### DOCUMENT PASSAGE
□ □ □ □ □ □ □

The decision



IN THE UPPER TRIBUNAL
IMMIGRATION AND ASYLUM CHAMBER
Case No: UI-2024-000752
First Tier Tribunal: PA/52191/2023
LP/02500/2023

THE IMMIGRATION ACTS

Decision & Reasons Issued:
On 1 July 2024

Before

UPPER TRIBUNAL JUDGE BRUCE

Between

NH (IRAN)
(Anonymity order made)
Appellant
and

Secretary of State for the Home Department
Respondent


Representation:

For the Appellant: Mr Brown, Counsel instructed by GMIAU
For the Respondent: Ms Newton, Senior Home Office Presenting Officer

Heard at Manchester Civil Justice Centre on 24 May 2024


Order Regarding Anonymity

Pursuant to rule 14 of the Tribunal Procedure (Upper Tribunal) Rules 2008, the Appellant is granted anonymity.

No-one shall publish or reveal any information, including the name or address of the Appellant, likely to lead members of the public to identify the Appellant. Failure to comply with this order could amount to a contempt of court.


DECISION AND REASONS

1. The Appellant is a national of Iran born in 1966. He appeals with permission against the decision of the First-tier Tribunal (Judge Dilks) to dismiss his appeal on human rights and protection grounds.
2. The Appellant is a vulnerable witness. In the hearing of this appeal he did not attend court but was represented by Mr Brown.

Case History and Matters in Issue
3. The Appellant has lived in the United Kingdom since 2006 when he entered the country illegally and claimed asylum. He claimed to be at risk in Iran because he was a member of a trade union who had been arrested and accused of anti-government activity, that is failing to actively support the government when ordered to do so. That claim was rejected for a lack of credible evidence and on the 17th January 2007 First-tier Tribunal Judge Alis upheld the Secretary of State’s reasoning on that matter and dismissed the appeal.
4. The Appellant was not returned to Iran.
5. In 2016 he made a ‘fresh claim’ for protection, in which it was submitted that he had converted to Christianity. The Respondent did not believe that he had, and on the 30th August 2019 First-tier Tribunal Judge Jepson dismissed an appeal on these new grounds. Judge Jepson rejected the submission that the Appellant’s poor mental health and addiction issues, evident in 2019, could be blamed for inconsistencies in the account given in 2007. On the matter of the claimed conversion Judge Jepson did not agree with the Respondent that an ability to demonstrate knowledge of the bible was necessary to prove such a claim. He accepted that the Appellant had, at that point, been attending various churches for about 10 years and that he had been baptised. He went on however to draw adverse inference from the gaps in the Appellant’s attendance at church, the fact that he had moved churches without any explanation, and crucially for the purpose of the appeal before me, that he had failed to produce a Dorodian witness from the church he claimed to then attend.
6. The Appellant was not returned to Iran.
7. Furthers submissions were made on the Appellant’s behalf in 2021 and on the 22nd February 2023 the Respondent agreed to treat this as a ‘fresh claim’. That is to say, he accepted that the material submitted was new, and that although the claim was refused, it created a realistic prospect of success before a properly directed Tribunal. The Appellant appealed for a third time.
8. The appeal came before First-tier Tribunal Judge Dilks. Judge Dilks was asked to determine a series of connected issues:
i) Was the Appellant a genuine convert to Christianity? Following the decision of the Upper Tribunal in PS (Christianity-risk) Iran CG [2020] UKUT 00046 (IAC) it was accepted that if he was, then the appeal must be allowed on protection grounds.

□ □ □ □ □ □ □

### RAW DATA
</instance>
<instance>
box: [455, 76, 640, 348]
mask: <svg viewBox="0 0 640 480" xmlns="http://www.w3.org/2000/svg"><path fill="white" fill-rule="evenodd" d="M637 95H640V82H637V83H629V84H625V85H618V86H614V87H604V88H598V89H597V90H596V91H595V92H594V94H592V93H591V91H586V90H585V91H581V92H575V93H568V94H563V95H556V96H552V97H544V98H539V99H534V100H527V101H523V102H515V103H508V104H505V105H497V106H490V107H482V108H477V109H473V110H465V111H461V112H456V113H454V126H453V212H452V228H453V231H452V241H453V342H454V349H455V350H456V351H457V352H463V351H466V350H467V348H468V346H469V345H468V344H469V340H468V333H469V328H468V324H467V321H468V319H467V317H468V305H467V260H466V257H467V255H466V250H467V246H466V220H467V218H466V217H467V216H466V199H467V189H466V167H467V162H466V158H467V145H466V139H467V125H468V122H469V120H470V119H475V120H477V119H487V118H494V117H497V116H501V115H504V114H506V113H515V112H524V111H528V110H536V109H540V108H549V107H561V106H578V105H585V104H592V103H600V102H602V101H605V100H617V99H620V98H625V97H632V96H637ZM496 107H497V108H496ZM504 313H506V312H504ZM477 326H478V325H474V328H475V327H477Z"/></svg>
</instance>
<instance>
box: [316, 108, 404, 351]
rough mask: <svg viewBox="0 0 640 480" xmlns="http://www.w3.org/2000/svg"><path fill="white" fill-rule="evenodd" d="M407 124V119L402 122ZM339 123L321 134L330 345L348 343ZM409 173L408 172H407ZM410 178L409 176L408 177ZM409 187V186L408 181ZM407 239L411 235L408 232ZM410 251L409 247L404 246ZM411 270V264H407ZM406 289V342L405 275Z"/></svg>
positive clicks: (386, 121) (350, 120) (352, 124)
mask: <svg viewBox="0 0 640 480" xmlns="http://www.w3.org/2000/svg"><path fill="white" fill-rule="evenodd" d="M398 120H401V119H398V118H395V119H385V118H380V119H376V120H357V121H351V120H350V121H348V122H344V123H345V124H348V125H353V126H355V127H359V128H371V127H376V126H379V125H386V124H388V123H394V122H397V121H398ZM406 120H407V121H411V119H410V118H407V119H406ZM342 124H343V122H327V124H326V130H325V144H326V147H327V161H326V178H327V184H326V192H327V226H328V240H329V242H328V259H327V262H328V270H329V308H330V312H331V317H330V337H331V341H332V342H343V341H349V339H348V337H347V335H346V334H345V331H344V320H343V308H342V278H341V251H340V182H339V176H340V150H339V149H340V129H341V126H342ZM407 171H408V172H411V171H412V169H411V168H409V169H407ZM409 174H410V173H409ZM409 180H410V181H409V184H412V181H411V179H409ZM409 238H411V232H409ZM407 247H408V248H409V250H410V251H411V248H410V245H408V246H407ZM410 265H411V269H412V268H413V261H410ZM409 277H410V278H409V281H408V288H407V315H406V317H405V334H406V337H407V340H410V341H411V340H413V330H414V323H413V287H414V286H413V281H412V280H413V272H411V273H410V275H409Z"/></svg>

□ □ □ □ □ □ □

### TASKS FOR THIS EXERCISE
1/ In the tribunal decision, why did the Respondent agree in February 2023 to treat the 2021 submissions as a "fresh claim" even though the claim was refused?
2/ Based on the tribunal decision, does each statement agree with the text? Answer yes or no, and quote the words of the text that decide it.
(a) The Appellant attended the hearing of this appeal in person.
(b) Judge Jepson accepted that the Appellant had been baptised.
(c) The Appellant entered the United Kingdom legally in 2006.

### SOLUTIONS FOR EACH TASK
1/ The Respondent accepted that the material submitted was new. Although the claim was refused, the Respondent also accepted that it created a realistic prospect of success before a properly directed Tribunal.

2/
(a) No: "In the hearing of this appeal he did not attend court but was represented by Mr Brown."
(b) Yes: "He accepted that the Appellant had, at that point, been attending various churches for about 10 years and that he had been baptised."
(c) No: "The Appellant has lived in the United Kingdom since 2006 when he entered the country illegally and claimed asylum."